[Problem set]:
• 1. From the excerpt on PCOS precinct clustering, quote the passage between "1. On the clustering" and "11 voting hours).", inclusive.
• 2. In the excerpt on PCOS precinct clustering, what average time did Comelec's informal time-and-motion study report for a complete ballot-casting cycle?

[Document excerpt]:
____

1. On the clustering of poll precincts — Each cluster is designed based on the local environment, with the Precinct Count Optical Scan (PCOS) machine at the center and visible to all parties. A secrecy folder covers the ballot until it is fed into the machine. The vote is cast and the machine takes picture images of both sides (scanned).

2. On “time and motion” — The correct arithmetic for analysis involves a minimum of eight hours on 100-percent voter turnout, that is 1,000 voters in a clustered precinct with a minimum of 10 seats per precinct. The actual casting of votes (feeding ballot into machine) takes only a few seconds.

Assume 100-percent voter turnout (the most conservative position to take) on Election Day, and 50-percent machine utilization (this means each machine would be in actual ballot-scanning and vote-counting operation for only 5.5 hours out of the 11 voting hours).

On that assumption, Comelec did an informal time-and-motion study, and reported an average of eight seconds for a complete ballot-casting cycle. If we double this number and use 15 seconds to cast a single ballot, two ballots can be cast per minute, or 120 ballots per hour. In 11 hours, 1,320 ballots can be cast and counted per machine.

This gives Comelec a safety factor of 1.32 over the maximum number of voters per clustered precinct even assuming a 100-percent voter turnout.

It is erroneous to assume that only one voter at a time will be permitted to fill up a ballot in the precinct. Voters inside the precinct will prepare their ballots at the same time. The queue is only for feeding the ballots into the counting machine.

____

[Data provided]:
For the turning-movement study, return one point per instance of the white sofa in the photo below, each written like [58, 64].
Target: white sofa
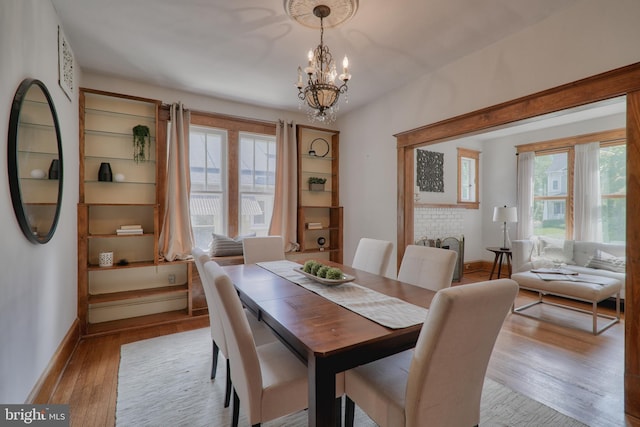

____

[Responses for each task]:
• 1.
1. On the clustering of poll precincts — Each cluster is designed based on the local environment, with the Precinct Count Optical Scan (PCOS) machine at the center and visible to all parties. A secrecy folder covers the ballot until it is fed into the machine. The vote is cast and the machine takes picture images of both sides (scanned).

2. On “time and motion” — The correct arithmetic for analysis involves a minimum of eight hours on 100-percent voter turnout, that is 1,000 voters in a clustered precinct with a minimum of 10 seats per precinct. The actual casting of votes (feeding ballot into machine) takes only a few seconds.

Assume 100-percent voter turnout (the most conservative position to take) on Election Day, and 50-percent machine utilization (this means each machine would be in actual ballot-scanning and vote-counting operation for only 5.5 hours out of the 11 voting hours).

• 2. Eight seconds.